Work item >>
What you return must be the lines from the first one below through the one containing "Find the wooden", exactly and with pictures excluded.
======== Records for the exercise
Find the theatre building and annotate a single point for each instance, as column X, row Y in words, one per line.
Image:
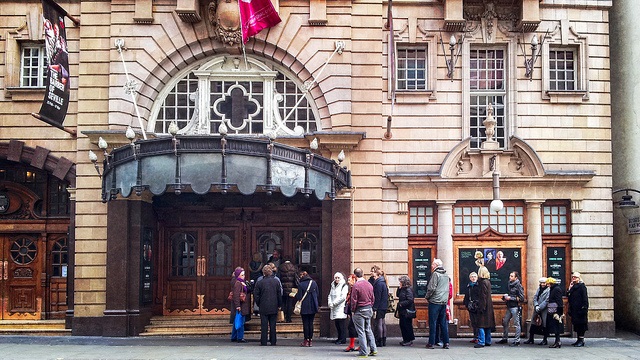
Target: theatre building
column 470, row 131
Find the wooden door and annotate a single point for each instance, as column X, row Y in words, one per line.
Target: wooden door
column 200, row 262
column 20, row 286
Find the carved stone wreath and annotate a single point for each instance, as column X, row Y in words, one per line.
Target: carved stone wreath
column 224, row 16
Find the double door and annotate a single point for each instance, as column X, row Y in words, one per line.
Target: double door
column 20, row 277
column 199, row 263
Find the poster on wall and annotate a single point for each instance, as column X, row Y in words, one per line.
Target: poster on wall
column 56, row 100
column 421, row 271
column 146, row 283
column 556, row 263
column 499, row 261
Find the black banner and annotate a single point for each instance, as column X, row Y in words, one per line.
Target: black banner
column 56, row 98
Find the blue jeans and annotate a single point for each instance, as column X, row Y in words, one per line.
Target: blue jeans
column 484, row 336
column 438, row 317
column 239, row 333
column 362, row 321
column 515, row 314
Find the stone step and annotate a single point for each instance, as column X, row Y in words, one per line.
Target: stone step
column 34, row 327
column 214, row 326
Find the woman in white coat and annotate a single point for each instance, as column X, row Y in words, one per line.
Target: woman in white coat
column 337, row 301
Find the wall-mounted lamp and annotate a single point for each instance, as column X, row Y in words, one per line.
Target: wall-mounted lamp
column 536, row 49
column 496, row 204
column 454, row 53
column 626, row 204
column 102, row 144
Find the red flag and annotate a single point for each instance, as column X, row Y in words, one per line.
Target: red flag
column 256, row 15
column 391, row 55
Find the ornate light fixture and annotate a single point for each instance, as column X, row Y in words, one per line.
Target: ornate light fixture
column 536, row 49
column 455, row 49
column 627, row 203
column 496, row 204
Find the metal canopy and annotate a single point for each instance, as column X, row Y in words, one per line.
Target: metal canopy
column 202, row 164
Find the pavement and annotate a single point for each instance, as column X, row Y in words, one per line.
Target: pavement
column 622, row 345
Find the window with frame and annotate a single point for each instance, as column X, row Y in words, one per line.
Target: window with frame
column 255, row 101
column 475, row 218
column 487, row 85
column 421, row 220
column 412, row 69
column 555, row 219
column 562, row 70
column 33, row 66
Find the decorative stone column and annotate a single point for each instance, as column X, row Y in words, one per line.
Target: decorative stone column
column 445, row 238
column 534, row 250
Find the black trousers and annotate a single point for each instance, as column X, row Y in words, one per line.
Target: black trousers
column 554, row 327
column 287, row 306
column 307, row 325
column 406, row 328
column 341, row 328
column 268, row 321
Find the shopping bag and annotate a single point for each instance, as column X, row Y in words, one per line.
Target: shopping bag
column 239, row 321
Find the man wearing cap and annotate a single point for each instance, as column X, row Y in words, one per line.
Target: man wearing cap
column 513, row 299
column 540, row 301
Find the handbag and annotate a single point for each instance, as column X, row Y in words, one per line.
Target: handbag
column 537, row 320
column 238, row 322
column 298, row 307
column 411, row 314
column 243, row 296
column 473, row 306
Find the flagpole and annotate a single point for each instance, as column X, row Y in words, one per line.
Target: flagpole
column 62, row 11
column 130, row 86
column 309, row 86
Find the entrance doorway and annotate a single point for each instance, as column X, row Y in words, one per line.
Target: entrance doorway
column 20, row 282
column 200, row 248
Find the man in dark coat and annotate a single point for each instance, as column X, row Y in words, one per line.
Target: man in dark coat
column 485, row 318
column 287, row 272
column 578, row 307
column 267, row 295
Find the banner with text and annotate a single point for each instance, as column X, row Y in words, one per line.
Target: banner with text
column 56, row 99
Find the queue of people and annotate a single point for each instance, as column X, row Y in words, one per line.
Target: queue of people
column 359, row 307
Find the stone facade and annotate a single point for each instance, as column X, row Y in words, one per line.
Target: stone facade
column 556, row 144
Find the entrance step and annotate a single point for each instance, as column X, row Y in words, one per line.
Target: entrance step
column 34, row 327
column 185, row 326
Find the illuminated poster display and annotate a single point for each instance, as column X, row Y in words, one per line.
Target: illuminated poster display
column 499, row 261
column 421, row 271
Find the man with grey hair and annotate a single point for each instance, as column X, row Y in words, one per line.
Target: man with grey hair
column 438, row 296
column 362, row 309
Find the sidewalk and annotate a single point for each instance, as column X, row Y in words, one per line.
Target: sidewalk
column 623, row 346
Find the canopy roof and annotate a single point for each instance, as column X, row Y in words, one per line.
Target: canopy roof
column 202, row 164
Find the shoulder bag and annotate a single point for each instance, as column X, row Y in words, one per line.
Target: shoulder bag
column 298, row 307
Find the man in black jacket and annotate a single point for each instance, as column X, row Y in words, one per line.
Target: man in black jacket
column 513, row 299
column 267, row 295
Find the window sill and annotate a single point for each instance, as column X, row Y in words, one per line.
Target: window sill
column 419, row 96
column 25, row 94
column 567, row 97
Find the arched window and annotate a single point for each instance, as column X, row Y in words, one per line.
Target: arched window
column 249, row 97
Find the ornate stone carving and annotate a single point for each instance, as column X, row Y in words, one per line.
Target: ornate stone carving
column 224, row 16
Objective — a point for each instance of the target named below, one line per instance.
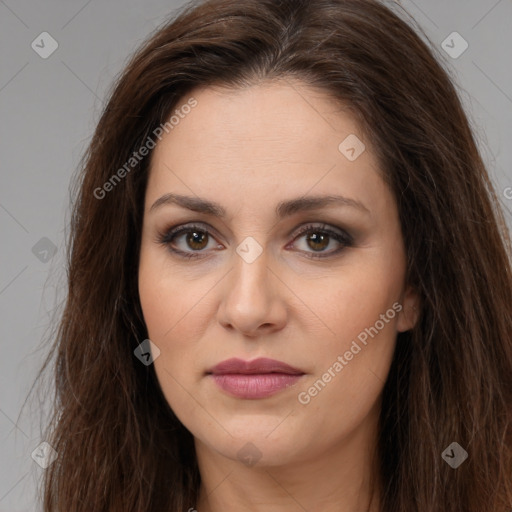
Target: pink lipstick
(255, 379)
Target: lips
(257, 366)
(255, 379)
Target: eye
(193, 237)
(319, 238)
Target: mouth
(255, 379)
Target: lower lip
(254, 385)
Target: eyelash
(167, 237)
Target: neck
(343, 479)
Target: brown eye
(196, 239)
(318, 241)
(319, 238)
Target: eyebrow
(283, 209)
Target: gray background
(48, 110)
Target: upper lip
(260, 365)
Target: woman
(289, 278)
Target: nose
(252, 298)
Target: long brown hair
(120, 446)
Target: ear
(409, 314)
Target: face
(271, 270)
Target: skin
(247, 150)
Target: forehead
(267, 141)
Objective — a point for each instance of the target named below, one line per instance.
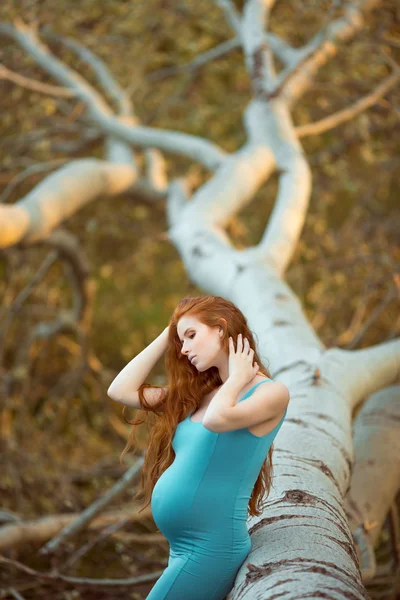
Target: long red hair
(186, 388)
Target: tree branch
(376, 467)
(100, 113)
(36, 86)
(342, 116)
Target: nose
(184, 351)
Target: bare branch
(92, 511)
(36, 86)
(282, 49)
(33, 169)
(103, 74)
(60, 195)
(295, 81)
(156, 170)
(376, 466)
(100, 113)
(342, 116)
(257, 52)
(199, 61)
(85, 581)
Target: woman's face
(201, 342)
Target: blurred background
(61, 436)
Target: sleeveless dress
(200, 505)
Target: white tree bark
(303, 543)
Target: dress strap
(254, 387)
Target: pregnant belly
(189, 506)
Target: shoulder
(276, 387)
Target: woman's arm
(124, 387)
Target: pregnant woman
(209, 458)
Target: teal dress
(200, 505)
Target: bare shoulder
(152, 395)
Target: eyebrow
(185, 332)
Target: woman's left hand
(241, 362)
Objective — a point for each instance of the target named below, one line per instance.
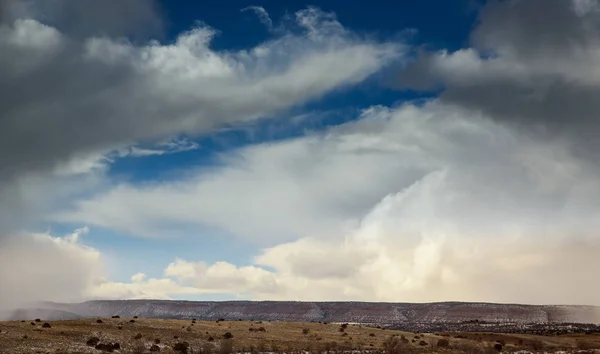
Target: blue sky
(284, 150)
(411, 21)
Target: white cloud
(262, 14)
(80, 98)
(406, 204)
(40, 267)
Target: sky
(407, 151)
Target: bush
(443, 343)
(207, 348)
(393, 345)
(108, 347)
(181, 347)
(92, 341)
(226, 346)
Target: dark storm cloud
(532, 63)
(69, 88)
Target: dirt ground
(139, 335)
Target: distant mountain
(362, 312)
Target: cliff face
(379, 313)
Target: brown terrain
(142, 335)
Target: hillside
(360, 312)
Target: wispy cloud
(262, 14)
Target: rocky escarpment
(362, 312)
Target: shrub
(207, 348)
(181, 347)
(108, 347)
(226, 346)
(92, 341)
(393, 345)
(443, 343)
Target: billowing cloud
(66, 98)
(535, 69)
(262, 14)
(406, 204)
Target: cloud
(414, 203)
(70, 94)
(262, 14)
(536, 71)
(32, 265)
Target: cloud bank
(399, 205)
(487, 193)
(66, 96)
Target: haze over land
(147, 155)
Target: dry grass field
(171, 336)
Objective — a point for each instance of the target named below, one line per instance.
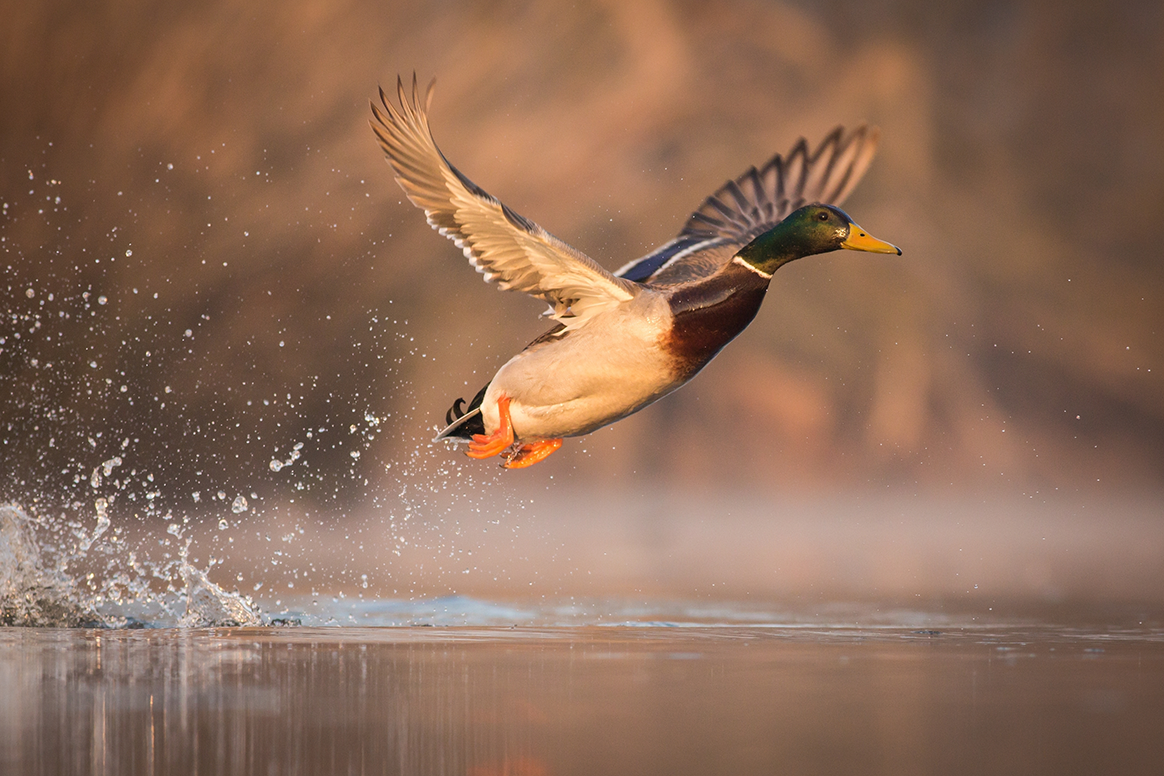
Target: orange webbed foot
(532, 453)
(483, 446)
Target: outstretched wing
(499, 243)
(756, 201)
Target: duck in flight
(622, 340)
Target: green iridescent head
(809, 230)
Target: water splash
(32, 592)
(106, 584)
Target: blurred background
(205, 262)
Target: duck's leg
(482, 446)
(532, 453)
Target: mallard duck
(623, 339)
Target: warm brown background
(1016, 344)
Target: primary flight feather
(623, 339)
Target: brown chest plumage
(710, 314)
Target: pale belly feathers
(588, 378)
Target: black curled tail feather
(473, 425)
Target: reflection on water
(813, 699)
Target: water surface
(799, 698)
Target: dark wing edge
(756, 201)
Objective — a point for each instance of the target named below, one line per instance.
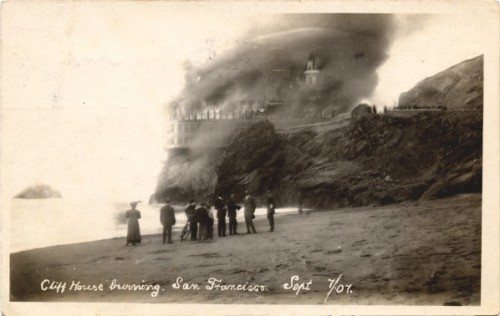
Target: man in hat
(221, 216)
(191, 218)
(249, 212)
(271, 205)
(167, 219)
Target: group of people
(200, 220)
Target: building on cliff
(285, 100)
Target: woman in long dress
(133, 231)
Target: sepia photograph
(256, 157)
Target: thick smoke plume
(270, 62)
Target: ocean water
(50, 222)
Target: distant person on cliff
(249, 212)
(232, 209)
(191, 218)
(221, 216)
(271, 206)
(202, 218)
(167, 219)
(133, 230)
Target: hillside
(460, 86)
(373, 160)
(377, 160)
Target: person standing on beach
(249, 212)
(133, 229)
(191, 218)
(202, 218)
(167, 219)
(232, 208)
(221, 216)
(271, 205)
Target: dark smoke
(267, 63)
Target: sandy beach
(415, 253)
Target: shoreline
(417, 253)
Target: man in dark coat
(271, 205)
(221, 216)
(201, 215)
(249, 212)
(167, 219)
(190, 214)
(232, 208)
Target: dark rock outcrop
(38, 191)
(376, 160)
(188, 174)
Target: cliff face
(38, 191)
(376, 160)
(460, 86)
(188, 174)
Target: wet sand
(416, 253)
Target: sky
(84, 89)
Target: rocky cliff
================
Problem solution >>
Find the theatre building and annotate a single point for each instance, as column X, row Y in words, one per line.
Image:
Target: theatre building
column 470, row 131
Find the wooden door and annotate a single point for each instance, as column X, row Y in words, one per line.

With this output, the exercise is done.